==== SOURCE PASSAGE ====

Confession. Lately my morning ritual has gone as follows: Wake up. Talk to God while I get ready. Check Facebook. See new engagement post. Wonder why it wasn’t me…
And at times I dwell on it, taking the pep out of my step as I proceed with my day. I tell myself that there are some things I can simply never measure up to, until I do __________.
I know I’m not alone in thinking this way. It’s like a disease every person has to fight: The “I’m not good enough” monster.
It happens in love. A few years ago, I experienced heartbreak when the person I was with chose to marry someone else. All I could think to do was compare. “She’s a better choice,” I guessed. And I was devastated.
It happens at work. A few months ago, my friend exclaimed that she got a promotion at her job, and I congratulated her while observing the attributes that she had and I didn’t. “The biggest personality gets the promotion,” was my conclusion. I commenced the list of everything I needed to change about myself in order to be successful, too.
It happens with friends. Just the other day, I heard about my old classmate who’s living out his childhood dream of traveling the world in a tour bus full of hipster musicians. I catch myself thinking how freely he probably enjoys life, and I conclude that I must not be living a life of real excitement. “The free spirit gets the adventure,” I assume.

==== DATA EXTRACT ====

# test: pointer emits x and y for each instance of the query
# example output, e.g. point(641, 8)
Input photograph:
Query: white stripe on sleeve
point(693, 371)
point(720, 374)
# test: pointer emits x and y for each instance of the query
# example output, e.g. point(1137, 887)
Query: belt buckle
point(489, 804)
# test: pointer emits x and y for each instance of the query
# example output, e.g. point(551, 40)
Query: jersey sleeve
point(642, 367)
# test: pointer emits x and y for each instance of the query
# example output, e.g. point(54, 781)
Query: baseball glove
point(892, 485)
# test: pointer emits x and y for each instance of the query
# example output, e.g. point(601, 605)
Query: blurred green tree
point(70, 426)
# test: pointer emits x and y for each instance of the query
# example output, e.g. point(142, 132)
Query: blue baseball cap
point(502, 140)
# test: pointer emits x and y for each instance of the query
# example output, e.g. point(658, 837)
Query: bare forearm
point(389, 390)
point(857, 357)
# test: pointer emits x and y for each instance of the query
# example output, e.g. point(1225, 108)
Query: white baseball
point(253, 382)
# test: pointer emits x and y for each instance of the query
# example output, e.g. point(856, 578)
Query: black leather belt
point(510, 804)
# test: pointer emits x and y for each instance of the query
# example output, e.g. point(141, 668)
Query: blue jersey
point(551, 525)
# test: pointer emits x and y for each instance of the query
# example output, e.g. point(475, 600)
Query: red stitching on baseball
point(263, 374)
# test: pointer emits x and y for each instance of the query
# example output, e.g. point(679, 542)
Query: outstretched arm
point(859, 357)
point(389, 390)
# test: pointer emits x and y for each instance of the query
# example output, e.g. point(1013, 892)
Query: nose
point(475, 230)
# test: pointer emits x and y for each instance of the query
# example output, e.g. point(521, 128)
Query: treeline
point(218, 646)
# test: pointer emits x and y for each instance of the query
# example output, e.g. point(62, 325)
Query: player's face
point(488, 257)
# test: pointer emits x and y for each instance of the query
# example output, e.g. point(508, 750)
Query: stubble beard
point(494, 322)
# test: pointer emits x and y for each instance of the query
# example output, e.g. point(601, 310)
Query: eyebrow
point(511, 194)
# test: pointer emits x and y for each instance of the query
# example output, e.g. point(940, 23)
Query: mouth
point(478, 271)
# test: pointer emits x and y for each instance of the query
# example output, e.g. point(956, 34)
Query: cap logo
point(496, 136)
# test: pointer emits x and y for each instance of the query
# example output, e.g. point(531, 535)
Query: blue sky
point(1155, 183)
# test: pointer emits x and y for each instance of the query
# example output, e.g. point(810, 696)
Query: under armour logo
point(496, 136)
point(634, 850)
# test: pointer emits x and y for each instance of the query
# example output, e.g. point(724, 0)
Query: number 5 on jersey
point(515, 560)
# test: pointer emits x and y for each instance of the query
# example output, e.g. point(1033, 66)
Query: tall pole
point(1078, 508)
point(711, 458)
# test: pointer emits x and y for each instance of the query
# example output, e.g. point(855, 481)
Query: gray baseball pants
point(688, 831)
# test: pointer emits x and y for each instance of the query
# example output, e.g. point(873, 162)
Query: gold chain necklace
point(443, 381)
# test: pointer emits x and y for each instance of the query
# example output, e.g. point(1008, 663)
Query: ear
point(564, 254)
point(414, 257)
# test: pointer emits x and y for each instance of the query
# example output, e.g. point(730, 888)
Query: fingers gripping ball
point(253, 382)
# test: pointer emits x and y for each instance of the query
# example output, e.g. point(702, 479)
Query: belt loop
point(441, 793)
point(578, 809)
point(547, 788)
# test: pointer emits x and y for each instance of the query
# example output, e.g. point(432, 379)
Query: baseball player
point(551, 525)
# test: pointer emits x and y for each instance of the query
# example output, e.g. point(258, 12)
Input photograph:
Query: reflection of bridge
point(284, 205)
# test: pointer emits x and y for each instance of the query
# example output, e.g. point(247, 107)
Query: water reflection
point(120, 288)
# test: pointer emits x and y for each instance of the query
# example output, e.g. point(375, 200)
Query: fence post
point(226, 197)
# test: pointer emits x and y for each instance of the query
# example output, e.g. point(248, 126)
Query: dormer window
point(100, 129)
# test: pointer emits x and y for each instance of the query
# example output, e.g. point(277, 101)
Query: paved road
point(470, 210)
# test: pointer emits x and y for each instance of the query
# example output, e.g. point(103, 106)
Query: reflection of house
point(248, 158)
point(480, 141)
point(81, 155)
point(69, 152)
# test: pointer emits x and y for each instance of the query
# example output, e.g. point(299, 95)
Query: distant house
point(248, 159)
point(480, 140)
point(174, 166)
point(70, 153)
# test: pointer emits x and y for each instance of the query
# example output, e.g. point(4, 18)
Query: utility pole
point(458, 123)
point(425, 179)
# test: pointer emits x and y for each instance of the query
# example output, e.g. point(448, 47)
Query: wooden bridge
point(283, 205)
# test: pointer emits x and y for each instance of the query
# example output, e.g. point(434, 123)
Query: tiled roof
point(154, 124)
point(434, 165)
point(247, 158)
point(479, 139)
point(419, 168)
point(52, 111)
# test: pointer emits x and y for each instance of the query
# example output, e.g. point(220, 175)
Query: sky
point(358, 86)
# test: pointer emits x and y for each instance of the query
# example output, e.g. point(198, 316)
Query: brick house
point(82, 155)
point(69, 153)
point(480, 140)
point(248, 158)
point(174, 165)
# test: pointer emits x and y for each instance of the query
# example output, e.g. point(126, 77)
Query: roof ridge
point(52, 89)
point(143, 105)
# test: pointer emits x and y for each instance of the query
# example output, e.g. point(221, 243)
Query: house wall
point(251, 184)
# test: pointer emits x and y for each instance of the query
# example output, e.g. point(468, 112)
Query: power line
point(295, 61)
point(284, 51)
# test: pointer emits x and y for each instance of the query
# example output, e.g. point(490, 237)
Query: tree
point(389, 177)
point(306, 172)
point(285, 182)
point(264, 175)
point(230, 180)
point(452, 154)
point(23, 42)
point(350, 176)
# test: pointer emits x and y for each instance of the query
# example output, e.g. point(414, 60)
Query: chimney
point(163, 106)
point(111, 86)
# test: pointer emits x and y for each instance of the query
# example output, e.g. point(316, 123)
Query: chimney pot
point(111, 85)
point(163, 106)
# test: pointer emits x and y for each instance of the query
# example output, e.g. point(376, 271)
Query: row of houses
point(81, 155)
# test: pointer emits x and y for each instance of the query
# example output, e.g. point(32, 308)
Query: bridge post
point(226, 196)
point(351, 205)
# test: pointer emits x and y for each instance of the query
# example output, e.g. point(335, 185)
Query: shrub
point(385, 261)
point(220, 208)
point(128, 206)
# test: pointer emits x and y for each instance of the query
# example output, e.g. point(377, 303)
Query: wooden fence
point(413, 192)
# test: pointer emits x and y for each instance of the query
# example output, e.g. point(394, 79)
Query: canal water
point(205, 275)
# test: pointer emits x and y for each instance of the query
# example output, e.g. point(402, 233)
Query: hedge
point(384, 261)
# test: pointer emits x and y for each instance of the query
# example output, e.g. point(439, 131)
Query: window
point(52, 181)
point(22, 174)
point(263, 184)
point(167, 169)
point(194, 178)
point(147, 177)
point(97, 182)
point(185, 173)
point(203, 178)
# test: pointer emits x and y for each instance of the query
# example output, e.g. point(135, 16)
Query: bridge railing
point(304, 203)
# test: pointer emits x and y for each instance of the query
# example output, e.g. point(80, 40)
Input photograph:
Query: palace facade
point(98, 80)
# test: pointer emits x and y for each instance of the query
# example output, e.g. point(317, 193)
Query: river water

====

YOUR TASKS:
[A] In the essay on comparison, rewrite the stretch from "I know I’m not" through "I was devastated.", replacing "heartbreak" with "sorrow".
[B] Answer these questions about the essay on comparison:
(i) In the writer's morning ritual, what comes right after talking to God?
(ii) What did the writer's friend exclaim a few months ago?
(iii) What is the old classmate traveling the world in?

RESPONSES BY ITEM NUMBER:
[A]
I know I’m not alone in thinking this way. It’s like a disease every person has to fight: The “I’m not good enough” monster.
It happens in love. A few years ago, I experienced sorrow when the person I was with chose to marry someone else. All I could think to do was compare. “She’s a better choice,” I guessed. And I was devastated.

[B]
(i) Checking Facebook.
(ii) That she got a promotion at her job.
(iii) A tour bus full of hipster musicians.